──────── Working data ────────
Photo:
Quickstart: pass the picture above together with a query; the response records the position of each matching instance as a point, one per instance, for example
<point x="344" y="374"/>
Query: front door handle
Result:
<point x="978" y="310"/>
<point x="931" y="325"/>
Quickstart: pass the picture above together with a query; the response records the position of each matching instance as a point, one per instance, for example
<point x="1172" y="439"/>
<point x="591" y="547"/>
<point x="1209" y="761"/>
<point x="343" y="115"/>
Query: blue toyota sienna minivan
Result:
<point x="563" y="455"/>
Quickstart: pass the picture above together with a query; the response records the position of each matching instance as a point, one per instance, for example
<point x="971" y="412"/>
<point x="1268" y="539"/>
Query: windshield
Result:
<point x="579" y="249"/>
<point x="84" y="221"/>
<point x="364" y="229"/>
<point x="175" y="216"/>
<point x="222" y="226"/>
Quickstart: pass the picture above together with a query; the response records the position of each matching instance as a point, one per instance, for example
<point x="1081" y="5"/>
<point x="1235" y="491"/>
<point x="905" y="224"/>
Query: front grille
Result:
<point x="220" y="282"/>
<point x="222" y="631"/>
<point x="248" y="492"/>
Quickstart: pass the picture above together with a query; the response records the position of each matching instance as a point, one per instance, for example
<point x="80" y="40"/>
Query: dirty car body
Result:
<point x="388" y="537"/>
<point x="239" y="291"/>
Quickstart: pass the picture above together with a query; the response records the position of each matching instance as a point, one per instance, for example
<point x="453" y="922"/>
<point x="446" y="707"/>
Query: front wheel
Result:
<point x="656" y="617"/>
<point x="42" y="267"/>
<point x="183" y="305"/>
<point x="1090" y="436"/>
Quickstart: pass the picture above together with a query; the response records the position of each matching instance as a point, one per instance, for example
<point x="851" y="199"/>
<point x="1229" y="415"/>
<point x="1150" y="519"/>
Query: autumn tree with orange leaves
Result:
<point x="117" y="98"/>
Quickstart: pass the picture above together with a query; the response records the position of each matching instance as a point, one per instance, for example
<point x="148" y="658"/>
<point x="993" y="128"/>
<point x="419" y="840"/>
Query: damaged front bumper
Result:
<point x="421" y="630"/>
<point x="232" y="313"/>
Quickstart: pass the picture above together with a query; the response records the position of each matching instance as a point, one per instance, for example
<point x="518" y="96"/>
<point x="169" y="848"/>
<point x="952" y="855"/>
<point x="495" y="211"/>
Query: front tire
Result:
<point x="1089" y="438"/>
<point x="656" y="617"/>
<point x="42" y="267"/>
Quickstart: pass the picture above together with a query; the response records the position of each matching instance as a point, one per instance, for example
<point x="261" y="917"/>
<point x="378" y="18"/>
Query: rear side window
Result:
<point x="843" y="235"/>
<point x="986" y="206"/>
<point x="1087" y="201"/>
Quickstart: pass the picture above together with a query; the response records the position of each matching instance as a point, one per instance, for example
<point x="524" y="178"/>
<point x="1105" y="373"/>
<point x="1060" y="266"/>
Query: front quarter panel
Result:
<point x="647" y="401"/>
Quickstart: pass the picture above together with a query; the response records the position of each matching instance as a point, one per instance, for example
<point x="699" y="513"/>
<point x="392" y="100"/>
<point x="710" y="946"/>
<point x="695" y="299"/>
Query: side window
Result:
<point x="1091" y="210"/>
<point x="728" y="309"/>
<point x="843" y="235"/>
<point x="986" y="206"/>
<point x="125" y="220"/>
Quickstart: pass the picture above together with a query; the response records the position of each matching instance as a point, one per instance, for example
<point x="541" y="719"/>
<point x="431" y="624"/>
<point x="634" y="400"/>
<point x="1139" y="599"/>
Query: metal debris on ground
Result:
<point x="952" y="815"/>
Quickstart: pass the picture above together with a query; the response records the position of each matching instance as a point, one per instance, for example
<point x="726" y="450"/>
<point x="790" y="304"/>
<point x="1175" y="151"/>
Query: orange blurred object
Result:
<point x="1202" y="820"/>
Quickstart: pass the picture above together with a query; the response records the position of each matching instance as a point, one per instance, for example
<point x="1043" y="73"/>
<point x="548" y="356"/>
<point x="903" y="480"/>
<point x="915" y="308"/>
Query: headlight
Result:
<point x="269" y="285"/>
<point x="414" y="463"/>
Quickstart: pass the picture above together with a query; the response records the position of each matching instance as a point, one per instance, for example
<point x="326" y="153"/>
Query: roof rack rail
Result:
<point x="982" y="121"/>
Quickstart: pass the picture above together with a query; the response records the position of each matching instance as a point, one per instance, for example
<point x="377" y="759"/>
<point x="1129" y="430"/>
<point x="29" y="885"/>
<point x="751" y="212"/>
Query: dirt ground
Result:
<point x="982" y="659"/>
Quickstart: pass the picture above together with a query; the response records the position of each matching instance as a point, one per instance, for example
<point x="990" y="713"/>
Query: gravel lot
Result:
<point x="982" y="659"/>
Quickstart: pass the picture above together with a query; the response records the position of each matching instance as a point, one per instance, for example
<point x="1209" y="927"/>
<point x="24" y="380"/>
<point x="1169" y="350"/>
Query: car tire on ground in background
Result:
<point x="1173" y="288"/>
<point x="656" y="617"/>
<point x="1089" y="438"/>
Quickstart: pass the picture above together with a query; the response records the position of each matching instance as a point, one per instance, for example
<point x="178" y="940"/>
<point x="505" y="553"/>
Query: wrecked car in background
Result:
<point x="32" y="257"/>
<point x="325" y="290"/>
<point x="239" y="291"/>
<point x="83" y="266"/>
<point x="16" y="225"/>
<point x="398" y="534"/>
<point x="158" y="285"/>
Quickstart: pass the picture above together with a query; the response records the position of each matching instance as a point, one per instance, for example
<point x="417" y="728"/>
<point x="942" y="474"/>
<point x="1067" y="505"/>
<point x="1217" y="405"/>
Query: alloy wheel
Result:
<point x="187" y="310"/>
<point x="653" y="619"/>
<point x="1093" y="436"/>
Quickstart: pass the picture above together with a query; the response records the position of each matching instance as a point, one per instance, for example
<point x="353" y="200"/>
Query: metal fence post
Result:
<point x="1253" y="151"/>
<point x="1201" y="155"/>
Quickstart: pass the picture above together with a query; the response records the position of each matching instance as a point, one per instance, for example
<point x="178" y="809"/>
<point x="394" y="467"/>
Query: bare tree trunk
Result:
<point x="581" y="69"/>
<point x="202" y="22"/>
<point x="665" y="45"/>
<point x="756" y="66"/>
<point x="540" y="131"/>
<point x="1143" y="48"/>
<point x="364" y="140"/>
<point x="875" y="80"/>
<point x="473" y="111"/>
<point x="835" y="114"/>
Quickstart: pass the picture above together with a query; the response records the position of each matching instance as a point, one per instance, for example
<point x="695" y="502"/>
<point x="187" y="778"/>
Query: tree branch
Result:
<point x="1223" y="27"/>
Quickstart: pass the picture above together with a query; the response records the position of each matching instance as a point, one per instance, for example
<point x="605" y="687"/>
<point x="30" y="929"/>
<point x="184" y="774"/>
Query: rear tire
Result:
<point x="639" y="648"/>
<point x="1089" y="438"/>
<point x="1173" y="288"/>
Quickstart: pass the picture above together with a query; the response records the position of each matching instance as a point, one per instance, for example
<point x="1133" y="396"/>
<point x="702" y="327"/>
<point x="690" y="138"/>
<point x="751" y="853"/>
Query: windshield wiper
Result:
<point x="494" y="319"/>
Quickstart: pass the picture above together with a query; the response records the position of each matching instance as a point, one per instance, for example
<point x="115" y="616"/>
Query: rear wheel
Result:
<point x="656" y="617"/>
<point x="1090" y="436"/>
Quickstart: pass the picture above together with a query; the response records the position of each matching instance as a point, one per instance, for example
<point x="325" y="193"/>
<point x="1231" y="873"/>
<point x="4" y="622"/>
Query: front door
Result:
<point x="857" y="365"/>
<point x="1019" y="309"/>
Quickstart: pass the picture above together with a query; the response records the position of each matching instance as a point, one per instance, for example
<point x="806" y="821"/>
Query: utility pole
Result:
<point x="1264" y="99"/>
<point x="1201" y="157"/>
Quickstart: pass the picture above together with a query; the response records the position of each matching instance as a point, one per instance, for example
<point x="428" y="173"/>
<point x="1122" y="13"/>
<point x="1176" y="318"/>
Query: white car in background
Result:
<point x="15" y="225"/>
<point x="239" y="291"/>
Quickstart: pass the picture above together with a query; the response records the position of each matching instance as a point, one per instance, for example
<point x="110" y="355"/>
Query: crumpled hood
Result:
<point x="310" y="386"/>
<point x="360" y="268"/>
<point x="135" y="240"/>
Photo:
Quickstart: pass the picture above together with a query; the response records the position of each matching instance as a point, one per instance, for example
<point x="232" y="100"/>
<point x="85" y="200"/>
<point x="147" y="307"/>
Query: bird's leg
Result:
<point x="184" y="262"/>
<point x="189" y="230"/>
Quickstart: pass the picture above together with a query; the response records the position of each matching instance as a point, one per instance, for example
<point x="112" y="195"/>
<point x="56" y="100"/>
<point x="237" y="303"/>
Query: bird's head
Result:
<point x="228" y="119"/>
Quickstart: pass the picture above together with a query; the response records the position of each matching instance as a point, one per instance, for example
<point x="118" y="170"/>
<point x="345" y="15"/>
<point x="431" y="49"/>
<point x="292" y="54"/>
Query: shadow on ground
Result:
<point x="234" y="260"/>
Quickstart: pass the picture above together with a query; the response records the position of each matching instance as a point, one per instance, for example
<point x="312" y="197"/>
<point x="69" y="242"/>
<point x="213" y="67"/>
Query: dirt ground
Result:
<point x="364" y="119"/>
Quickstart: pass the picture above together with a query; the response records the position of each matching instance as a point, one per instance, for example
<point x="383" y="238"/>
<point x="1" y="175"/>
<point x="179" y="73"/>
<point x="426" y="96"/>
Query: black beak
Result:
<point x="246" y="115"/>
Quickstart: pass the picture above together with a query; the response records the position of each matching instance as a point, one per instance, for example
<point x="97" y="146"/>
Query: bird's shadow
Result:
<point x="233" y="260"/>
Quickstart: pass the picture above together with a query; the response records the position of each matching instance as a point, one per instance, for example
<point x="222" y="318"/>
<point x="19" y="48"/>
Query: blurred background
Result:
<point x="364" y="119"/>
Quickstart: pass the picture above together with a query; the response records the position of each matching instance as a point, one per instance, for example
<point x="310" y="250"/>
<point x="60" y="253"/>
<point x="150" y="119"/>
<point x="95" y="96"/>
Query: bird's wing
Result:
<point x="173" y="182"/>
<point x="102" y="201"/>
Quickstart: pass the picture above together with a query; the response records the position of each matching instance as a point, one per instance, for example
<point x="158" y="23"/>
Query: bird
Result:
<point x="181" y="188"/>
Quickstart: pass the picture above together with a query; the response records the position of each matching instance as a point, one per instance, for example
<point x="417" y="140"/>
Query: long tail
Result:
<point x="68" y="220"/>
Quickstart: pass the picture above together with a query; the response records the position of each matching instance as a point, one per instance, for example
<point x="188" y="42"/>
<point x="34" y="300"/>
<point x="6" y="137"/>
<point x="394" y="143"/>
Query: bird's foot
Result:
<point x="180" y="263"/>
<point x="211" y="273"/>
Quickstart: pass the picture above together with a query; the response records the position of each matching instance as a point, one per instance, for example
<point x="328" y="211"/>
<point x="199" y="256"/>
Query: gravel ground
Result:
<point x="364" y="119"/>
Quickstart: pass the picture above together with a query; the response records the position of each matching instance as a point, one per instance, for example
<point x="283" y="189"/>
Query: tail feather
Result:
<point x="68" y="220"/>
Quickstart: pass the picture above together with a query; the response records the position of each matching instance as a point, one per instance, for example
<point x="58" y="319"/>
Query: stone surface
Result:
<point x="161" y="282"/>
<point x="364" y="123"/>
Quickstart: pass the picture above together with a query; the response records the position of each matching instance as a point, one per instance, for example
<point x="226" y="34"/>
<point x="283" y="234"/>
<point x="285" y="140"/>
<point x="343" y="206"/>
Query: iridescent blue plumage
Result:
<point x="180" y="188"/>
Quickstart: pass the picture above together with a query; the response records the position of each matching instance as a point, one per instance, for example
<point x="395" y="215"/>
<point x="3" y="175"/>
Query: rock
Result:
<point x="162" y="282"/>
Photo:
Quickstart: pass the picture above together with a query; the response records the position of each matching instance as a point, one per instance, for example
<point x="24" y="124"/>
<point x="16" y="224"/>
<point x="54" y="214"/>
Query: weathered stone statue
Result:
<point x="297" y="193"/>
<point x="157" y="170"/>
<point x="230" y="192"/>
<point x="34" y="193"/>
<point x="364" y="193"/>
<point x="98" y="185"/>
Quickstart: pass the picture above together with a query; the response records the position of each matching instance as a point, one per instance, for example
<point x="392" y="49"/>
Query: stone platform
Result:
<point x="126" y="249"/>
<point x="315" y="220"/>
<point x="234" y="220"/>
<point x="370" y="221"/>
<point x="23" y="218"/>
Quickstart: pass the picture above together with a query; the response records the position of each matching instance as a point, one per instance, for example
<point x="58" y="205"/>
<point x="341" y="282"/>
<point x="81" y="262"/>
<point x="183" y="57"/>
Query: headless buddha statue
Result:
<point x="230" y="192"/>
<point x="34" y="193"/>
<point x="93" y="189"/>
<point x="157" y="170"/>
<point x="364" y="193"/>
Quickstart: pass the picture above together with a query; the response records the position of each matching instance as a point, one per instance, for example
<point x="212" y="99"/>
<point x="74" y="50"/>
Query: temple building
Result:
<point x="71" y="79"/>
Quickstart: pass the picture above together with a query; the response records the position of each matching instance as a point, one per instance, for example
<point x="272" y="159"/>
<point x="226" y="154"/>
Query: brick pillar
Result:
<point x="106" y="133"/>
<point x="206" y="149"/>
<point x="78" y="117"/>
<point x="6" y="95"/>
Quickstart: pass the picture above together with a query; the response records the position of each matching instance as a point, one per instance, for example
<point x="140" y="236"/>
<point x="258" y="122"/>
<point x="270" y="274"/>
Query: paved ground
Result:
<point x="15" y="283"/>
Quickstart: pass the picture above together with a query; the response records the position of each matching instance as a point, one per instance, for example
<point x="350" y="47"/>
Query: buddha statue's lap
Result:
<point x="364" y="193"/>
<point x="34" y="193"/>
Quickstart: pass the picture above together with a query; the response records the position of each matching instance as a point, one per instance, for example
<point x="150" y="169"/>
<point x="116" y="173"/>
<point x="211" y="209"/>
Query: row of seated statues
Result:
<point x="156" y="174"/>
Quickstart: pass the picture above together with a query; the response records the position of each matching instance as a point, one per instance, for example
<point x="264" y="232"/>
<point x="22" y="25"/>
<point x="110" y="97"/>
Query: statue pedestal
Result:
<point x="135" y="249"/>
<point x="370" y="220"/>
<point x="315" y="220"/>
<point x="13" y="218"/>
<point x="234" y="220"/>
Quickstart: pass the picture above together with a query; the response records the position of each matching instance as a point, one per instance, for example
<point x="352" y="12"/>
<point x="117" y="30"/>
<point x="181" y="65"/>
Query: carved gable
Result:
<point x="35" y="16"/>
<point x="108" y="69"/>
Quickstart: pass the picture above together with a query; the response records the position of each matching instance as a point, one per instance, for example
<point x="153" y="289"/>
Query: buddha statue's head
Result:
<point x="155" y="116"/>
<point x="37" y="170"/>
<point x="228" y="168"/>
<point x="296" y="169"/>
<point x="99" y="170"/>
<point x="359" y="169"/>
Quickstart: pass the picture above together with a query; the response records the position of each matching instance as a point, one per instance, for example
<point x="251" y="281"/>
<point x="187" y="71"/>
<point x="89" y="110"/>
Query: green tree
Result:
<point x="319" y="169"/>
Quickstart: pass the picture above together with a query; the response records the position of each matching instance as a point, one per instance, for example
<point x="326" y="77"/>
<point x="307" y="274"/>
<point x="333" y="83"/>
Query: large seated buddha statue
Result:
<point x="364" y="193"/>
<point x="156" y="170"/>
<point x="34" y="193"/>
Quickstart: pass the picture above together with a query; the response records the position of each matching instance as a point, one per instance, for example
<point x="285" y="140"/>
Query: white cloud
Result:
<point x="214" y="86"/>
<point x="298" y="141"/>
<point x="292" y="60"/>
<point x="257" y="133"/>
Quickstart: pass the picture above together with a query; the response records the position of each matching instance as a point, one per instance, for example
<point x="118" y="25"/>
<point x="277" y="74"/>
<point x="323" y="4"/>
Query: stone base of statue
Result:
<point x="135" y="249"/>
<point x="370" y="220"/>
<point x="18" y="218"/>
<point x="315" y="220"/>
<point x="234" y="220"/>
────────
Directions: Pull out every line in the data above that contains the word "windshield".

Answer for the task:
Query: windshield
Query: windshield wiper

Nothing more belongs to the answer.